WORK ITEM: Every line of the records below from the line with "Locate every instance of the protest" up to and including the line with "Locate every instance of the dark winter" must be reproduced exactly, and no line outside that range.

[Point-per-instance localization data]
-------

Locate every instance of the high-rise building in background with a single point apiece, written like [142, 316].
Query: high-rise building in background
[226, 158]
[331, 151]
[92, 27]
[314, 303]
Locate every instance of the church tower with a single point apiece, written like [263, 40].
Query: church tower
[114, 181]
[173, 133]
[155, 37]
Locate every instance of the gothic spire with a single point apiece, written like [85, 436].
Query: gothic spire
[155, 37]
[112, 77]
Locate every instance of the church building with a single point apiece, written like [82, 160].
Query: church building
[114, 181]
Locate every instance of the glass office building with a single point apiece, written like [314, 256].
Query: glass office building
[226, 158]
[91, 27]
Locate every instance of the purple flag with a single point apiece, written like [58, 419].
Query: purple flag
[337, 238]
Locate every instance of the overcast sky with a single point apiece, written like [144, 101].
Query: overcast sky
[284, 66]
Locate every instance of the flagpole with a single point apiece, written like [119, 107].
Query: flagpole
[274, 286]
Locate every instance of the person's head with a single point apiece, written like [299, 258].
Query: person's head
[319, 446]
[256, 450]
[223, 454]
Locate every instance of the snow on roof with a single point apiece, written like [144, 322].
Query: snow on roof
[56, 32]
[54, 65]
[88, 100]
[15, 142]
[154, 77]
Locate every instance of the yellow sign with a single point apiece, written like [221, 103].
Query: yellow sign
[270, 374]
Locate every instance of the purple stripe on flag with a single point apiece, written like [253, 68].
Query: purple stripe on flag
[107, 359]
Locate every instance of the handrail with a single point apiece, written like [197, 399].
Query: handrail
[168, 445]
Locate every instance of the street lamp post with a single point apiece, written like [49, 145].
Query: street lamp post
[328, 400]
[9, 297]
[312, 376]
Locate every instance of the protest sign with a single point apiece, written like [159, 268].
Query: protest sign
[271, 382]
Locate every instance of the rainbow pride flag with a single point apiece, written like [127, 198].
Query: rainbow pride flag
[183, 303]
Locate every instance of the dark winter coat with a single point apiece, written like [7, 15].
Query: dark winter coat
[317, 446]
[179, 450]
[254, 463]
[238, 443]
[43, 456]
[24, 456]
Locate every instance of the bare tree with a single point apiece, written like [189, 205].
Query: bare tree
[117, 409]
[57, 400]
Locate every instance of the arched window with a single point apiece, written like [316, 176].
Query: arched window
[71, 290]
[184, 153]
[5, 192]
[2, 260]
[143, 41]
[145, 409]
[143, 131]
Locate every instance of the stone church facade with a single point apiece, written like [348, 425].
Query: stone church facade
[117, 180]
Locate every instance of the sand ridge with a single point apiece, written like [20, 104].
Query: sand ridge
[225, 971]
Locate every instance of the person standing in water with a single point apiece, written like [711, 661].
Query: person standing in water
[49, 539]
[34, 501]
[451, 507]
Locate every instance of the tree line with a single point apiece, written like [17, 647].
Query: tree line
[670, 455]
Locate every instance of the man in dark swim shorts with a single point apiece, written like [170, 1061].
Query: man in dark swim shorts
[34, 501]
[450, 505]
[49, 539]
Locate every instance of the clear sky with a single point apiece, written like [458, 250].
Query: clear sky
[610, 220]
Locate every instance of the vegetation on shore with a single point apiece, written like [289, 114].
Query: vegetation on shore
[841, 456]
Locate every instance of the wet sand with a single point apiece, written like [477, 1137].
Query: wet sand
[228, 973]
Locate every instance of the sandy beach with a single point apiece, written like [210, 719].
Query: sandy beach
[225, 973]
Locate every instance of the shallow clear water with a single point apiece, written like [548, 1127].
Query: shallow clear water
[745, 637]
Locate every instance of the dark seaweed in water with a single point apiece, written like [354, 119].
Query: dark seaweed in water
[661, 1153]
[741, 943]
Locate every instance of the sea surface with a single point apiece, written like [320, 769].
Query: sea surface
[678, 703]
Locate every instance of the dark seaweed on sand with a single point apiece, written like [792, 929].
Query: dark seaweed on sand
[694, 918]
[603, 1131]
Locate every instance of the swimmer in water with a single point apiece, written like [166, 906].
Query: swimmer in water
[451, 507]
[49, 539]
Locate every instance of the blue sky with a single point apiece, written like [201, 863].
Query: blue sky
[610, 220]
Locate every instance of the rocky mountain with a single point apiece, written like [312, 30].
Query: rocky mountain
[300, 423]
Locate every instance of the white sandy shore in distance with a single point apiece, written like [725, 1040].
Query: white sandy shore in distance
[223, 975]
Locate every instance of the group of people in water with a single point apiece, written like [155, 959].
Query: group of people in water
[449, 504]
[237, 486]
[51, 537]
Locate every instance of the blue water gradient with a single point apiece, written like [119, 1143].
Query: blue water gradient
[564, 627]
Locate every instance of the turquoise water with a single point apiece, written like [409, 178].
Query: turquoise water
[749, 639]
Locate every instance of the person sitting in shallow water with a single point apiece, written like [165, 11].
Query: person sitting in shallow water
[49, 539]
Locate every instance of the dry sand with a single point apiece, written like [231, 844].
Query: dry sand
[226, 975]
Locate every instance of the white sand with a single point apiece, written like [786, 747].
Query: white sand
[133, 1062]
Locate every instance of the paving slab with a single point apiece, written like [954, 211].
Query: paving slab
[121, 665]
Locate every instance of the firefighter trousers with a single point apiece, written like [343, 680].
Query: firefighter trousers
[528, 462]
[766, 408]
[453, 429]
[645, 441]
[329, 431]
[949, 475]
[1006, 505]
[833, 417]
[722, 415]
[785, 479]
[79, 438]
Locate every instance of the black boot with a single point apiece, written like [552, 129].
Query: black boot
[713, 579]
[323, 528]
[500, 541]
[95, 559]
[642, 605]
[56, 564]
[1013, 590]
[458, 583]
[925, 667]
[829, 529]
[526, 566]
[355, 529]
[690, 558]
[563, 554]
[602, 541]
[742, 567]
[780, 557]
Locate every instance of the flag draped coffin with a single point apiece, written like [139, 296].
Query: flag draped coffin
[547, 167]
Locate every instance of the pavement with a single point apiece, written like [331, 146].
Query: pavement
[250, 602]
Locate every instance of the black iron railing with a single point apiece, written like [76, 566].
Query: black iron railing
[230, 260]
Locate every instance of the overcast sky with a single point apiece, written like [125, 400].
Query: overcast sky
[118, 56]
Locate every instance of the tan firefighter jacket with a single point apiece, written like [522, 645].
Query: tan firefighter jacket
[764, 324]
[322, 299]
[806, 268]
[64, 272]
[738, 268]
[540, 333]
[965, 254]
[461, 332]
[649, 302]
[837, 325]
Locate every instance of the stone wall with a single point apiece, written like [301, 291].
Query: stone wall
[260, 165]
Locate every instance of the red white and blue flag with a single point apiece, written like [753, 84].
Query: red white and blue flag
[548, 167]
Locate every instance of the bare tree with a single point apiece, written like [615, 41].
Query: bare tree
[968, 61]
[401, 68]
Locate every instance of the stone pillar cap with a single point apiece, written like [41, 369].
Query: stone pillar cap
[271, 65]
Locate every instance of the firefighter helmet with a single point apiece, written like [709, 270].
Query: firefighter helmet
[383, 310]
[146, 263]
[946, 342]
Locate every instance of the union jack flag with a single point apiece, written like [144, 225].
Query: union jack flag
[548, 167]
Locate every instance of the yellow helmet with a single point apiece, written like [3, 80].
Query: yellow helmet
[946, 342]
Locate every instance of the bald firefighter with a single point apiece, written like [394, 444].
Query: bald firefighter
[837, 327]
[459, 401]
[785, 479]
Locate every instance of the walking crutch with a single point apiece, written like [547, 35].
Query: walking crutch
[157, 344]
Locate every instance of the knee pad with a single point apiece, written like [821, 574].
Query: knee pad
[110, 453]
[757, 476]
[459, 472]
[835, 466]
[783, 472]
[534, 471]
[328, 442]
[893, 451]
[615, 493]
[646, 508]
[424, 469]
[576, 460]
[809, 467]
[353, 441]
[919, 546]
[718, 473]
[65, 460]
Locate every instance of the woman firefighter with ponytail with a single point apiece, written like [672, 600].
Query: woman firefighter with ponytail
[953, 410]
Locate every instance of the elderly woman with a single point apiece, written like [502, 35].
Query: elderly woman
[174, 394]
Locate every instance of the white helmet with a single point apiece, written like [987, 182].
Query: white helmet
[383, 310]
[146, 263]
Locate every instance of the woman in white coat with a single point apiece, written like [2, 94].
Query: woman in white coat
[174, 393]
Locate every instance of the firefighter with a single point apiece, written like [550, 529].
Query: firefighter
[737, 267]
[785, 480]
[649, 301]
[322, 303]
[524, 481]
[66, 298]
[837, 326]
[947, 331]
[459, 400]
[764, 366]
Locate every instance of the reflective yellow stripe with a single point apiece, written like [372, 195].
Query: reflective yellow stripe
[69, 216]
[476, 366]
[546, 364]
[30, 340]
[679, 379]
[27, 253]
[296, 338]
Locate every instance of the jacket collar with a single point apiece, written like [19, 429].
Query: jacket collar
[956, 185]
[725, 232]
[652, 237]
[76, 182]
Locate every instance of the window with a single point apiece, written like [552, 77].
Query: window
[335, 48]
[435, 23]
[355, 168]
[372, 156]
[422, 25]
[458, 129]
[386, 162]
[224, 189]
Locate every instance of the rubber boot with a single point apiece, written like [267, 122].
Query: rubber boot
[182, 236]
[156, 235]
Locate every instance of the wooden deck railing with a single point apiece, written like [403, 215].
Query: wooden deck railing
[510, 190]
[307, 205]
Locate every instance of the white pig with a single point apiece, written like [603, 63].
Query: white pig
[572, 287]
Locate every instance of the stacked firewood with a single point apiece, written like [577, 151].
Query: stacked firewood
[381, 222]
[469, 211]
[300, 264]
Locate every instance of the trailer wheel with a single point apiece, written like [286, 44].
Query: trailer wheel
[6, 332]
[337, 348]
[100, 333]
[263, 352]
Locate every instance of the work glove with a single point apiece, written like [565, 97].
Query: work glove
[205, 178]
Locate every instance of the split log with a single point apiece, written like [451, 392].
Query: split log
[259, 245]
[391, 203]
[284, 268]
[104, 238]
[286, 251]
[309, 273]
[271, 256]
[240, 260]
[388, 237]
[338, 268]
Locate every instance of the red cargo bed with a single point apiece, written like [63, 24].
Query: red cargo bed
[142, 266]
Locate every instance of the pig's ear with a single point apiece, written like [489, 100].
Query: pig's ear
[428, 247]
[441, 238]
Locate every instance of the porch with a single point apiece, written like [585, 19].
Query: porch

-------

TASK ANSWER:
Locate every instance of the protest sign with a single point apiece, written like [159, 268].
Query: protest sign
[271, 382]
Locate every instance of the rainbow pride flag with a single point apiece, written like [127, 198].
Query: rainbow pride flag
[183, 303]
Locate every instance of the dark winter coat with a single point apiece, written like [7, 15].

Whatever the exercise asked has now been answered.